** START GIVEN DATA **

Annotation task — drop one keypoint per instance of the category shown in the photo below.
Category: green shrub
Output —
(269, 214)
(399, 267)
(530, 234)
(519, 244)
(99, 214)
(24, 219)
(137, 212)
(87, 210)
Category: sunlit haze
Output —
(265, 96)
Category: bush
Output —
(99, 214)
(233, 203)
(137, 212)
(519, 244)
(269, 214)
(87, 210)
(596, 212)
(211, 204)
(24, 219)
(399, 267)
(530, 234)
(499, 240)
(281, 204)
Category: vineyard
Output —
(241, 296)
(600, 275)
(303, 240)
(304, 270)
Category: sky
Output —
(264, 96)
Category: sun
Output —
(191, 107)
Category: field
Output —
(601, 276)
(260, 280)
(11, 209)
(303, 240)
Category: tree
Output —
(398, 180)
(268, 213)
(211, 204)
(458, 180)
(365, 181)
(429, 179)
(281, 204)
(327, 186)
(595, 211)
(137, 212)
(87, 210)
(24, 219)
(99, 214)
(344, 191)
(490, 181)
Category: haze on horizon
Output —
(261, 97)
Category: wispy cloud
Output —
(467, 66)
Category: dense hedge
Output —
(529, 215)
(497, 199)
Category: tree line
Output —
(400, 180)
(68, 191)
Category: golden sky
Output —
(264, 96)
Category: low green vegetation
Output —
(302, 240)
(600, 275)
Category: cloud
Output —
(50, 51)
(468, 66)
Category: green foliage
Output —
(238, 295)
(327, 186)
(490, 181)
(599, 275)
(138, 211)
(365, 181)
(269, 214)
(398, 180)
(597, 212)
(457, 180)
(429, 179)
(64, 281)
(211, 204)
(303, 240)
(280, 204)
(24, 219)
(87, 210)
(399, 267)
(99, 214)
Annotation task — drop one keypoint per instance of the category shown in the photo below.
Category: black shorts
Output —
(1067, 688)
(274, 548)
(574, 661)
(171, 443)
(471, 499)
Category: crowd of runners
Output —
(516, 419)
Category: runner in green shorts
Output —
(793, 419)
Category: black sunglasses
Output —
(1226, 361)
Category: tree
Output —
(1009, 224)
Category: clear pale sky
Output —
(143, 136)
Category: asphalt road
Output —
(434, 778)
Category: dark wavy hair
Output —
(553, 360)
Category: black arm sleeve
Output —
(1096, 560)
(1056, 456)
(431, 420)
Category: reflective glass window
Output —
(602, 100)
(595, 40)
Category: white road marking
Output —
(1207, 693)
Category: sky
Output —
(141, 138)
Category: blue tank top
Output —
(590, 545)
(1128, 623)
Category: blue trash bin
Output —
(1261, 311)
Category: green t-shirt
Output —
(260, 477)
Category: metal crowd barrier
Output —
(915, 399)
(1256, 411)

** END GIVEN DATA **

Please write out all of the data above exactly as it appears, line for line.

(FINAL ANSWER):
Annotation task — drop one keypoint per instance of the category shown in the photo below.
Category: green shrub
Output —
(269, 214)
(399, 267)
(530, 234)
(519, 244)
(99, 214)
(24, 219)
(137, 212)
(87, 210)
Category: sunlit haze
Output —
(265, 96)
Category: bush
Output —
(99, 214)
(233, 203)
(137, 212)
(519, 244)
(269, 214)
(87, 210)
(596, 212)
(211, 204)
(24, 219)
(399, 267)
(530, 234)
(499, 240)
(281, 204)
Category: vineyard
Output —
(241, 296)
(600, 275)
(303, 240)
(304, 270)
Category: sky
Output —
(264, 96)
Category: sun
Output —
(191, 107)
Category: field
Output —
(601, 276)
(260, 280)
(11, 209)
(303, 240)
Category: tree
Output —
(398, 180)
(268, 213)
(211, 204)
(458, 180)
(365, 181)
(429, 179)
(281, 204)
(327, 186)
(595, 211)
(137, 212)
(87, 210)
(24, 219)
(99, 214)
(344, 191)
(490, 181)
Category: haze on horizon
Output —
(261, 97)
Category: wispy cloud
Output —
(467, 66)
Category: dense hedge
Output —
(529, 215)
(497, 199)
Category: tree line
Output —
(400, 180)
(68, 191)
Category: golden sky
Output —
(264, 96)
Category: low green vegetation
Output —
(302, 240)
(600, 275)
Category: cloud
Output —
(50, 51)
(468, 66)
Category: green foliage
Output —
(238, 295)
(327, 186)
(490, 181)
(599, 275)
(138, 211)
(365, 181)
(269, 214)
(398, 180)
(597, 212)
(457, 180)
(429, 179)
(64, 281)
(211, 204)
(303, 240)
(280, 204)
(24, 219)
(87, 210)
(399, 267)
(99, 214)
Annotation task — drop one keypoint per instance of the category shown in the photo below.
Category: black shorts
Output —
(1067, 688)
(274, 548)
(574, 661)
(171, 443)
(471, 499)
Category: crowd of runners
Output —
(516, 419)
Category: runner in green shorts
Output —
(793, 419)
Category: black sunglasses
Output —
(1226, 361)
Category: tree
Output —
(1009, 224)
Category: clear pale sky
Output —
(143, 136)
Category: asphalt road
Output —
(434, 778)
Category: dark wavy hair
Output —
(553, 360)
Category: black arm sleeve
Output —
(1096, 560)
(1056, 456)
(431, 420)
Category: reflective glass window
Output —
(602, 100)
(595, 40)
Category: white road marking
Output —
(1207, 693)
Category: sky
Output —
(141, 138)
Category: blue tank top
Output —
(590, 545)
(1128, 623)
Category: blue trash bin
Output —
(1261, 311)
Category: green t-shirt
Output —
(260, 477)
Category: metal crowd barrier
Output —
(915, 399)
(1256, 411)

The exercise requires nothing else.